Aim of the exercise:
Could you copy the lines below word for word, leaving out the pictures?

** BEGIN Given records **

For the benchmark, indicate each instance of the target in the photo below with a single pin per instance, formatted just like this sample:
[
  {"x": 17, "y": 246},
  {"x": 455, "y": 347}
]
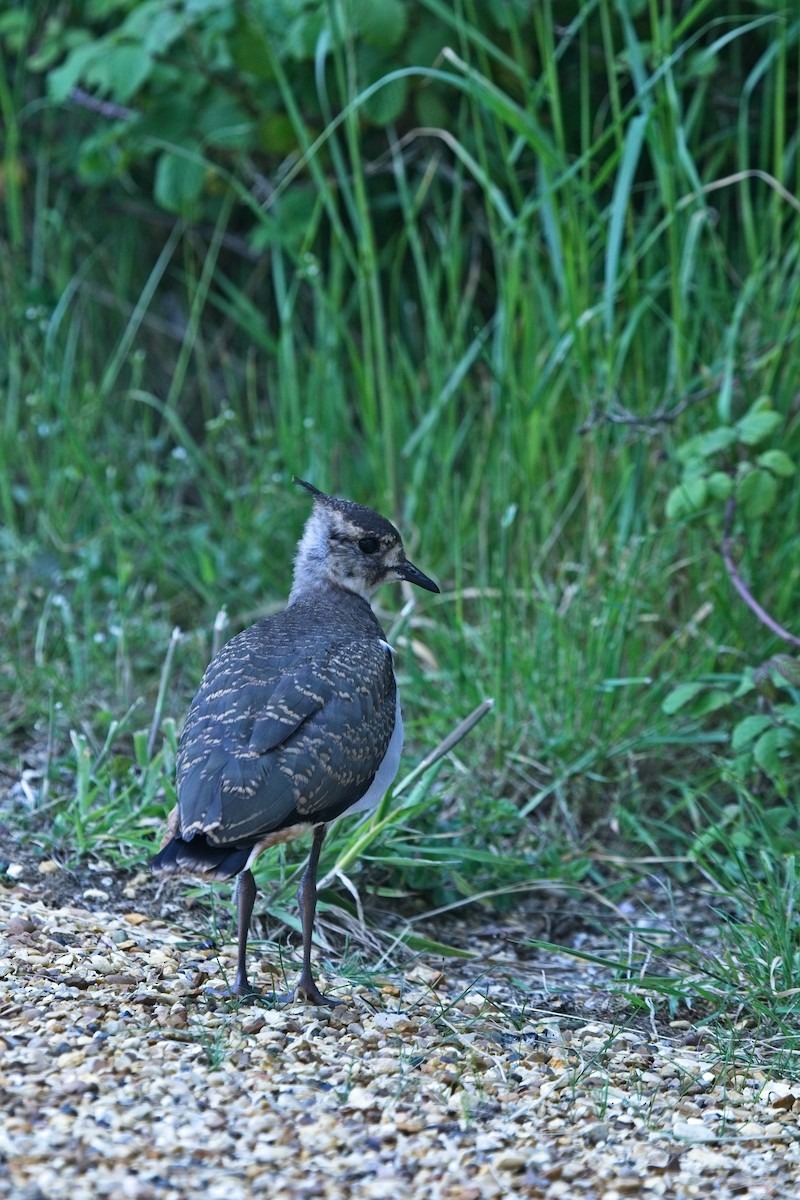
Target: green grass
[{"x": 498, "y": 333}]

** END Given records **

Written solution:
For the benchmark, indicate each instance of the target in the photo below with a single pin per instance, formatted just like this sample:
[
  {"x": 17, "y": 246},
  {"x": 455, "y": 347}
]
Target: green grass
[{"x": 498, "y": 333}]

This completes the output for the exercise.